Population (2023-12-31)
- • City: 691,703
- • Density: 1,648.4/km^{2} (4,269.4/sq mi)

GDP
- • Total: €43.011 billion (2025)
- • Per capita: €61,019 (2025)
- Time zone: UTC+1 (CET)
- • Summer (DST): UTC+2 (CEST)
- ISO 3166 code: DE-HB
- Vehicle registration: HB (1906–1947; again since 1956); BM (1947); AE (1947–1956);
- NUTS Region: DE5
- HDI (2022): 0.954 very high · 5th of 16
- Website: bremen.de

= Bremen (state) =

State in Germany

Bremen (/de/), officially the Free Hanseatic City of Bremen (Freie Hansestadt Bremen; Free Hansestadt Bremen), is the smallest and least populous of Germany's 16 states. It is informally called Land Bremen ('State of Bremen'), although the term is sometimes used in official contexts. The state consists of the capital and larger city of Bremen and a less populated seaport exclave, Bremerhaven, surrounded by the larger state of Lower Saxony in northern Germany.

Given information |
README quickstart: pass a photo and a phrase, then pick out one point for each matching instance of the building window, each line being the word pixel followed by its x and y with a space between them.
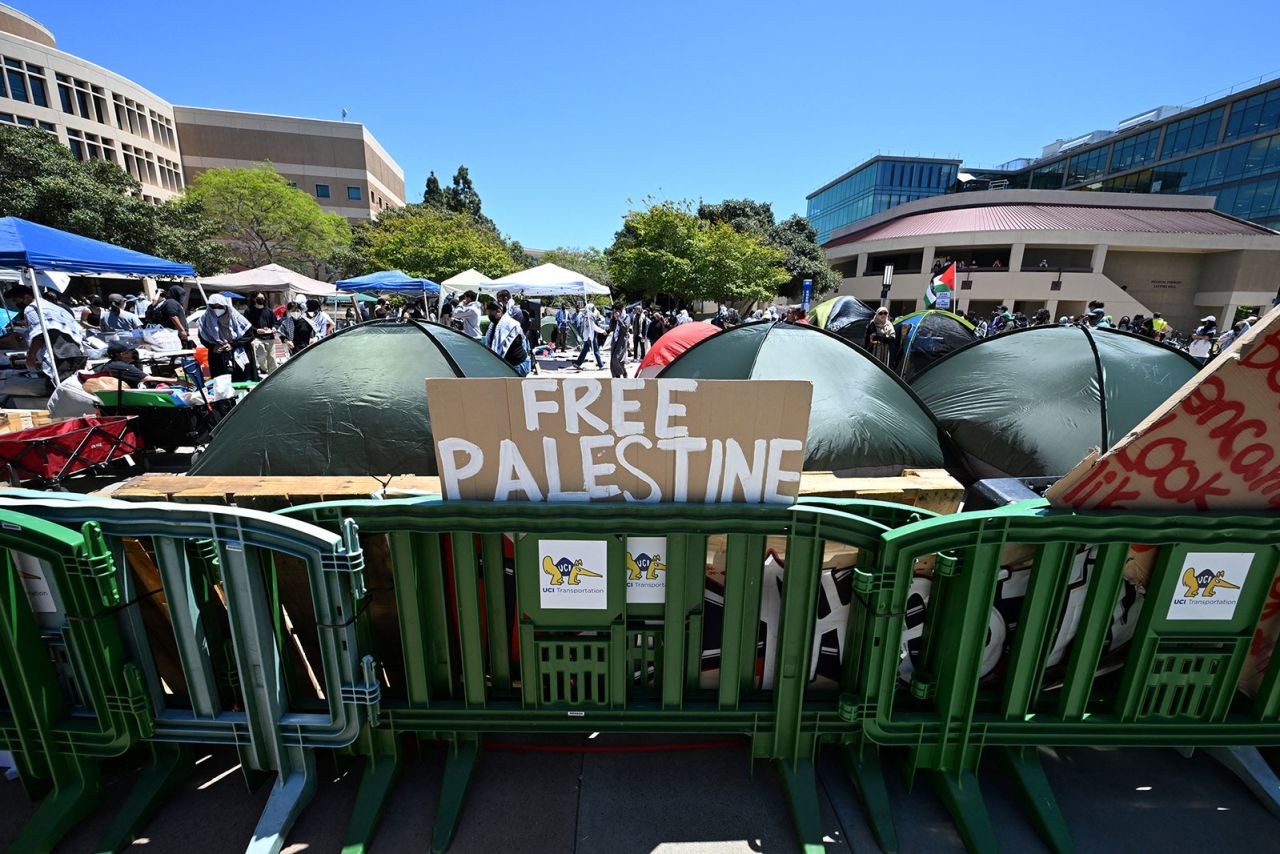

Brief 1 |
In the text on the state of Bremen, which seaport exclave belongs to the state besides the city of Bremen?
Brief 2 |
Write the next part of the text on the state of Bremen, starting after its last sentence.
The material above plays no part in this work.

Output 1 |
Bremerhaven

Output 2 |
==Geography==
The state of Bremen consists of four non-contiguous territories. The two primary enclaves contain Bremen, officially the 'City' (Stadtgemeinde Bremen) which is the state capital, and the city of Bremerhaven (Stadt Bremerhaven). Both are located on the River Weser; Bremerhaven ("Bremen's harbour") is further downstream on the mouth of the Weser with open access to the North Sea. Both enclaves are completely surrounded by the neighbouring State of Lower Saxony (Niedersachsen). Of the two smaller non-contiguous territories of the state of Bremen, the first is an exclave of Bremerhaven north east of the city and part of the Fehrmoor Ortsteil (which is part of the larger Leherheide Neighborhood). The second is a tiny exclave of the City of Bremen on its north side, centered on Opitzstrasse and comprising only about 4.3 hectares. Like the two primary territories of the State of Bremen, these two smaller territories are completely surrounded by the neighbouring State of Lower Saxony. In addition, an exclave of the City of Bremen, known as "Citybremian Overseas Port Area Bremerhaven" (Stadtbremisches Überseehafengebiet Bremerhaven), lies entirely within the City of Bremerhaven. The highest point in the state is in Friedehorst Park (32.5 m).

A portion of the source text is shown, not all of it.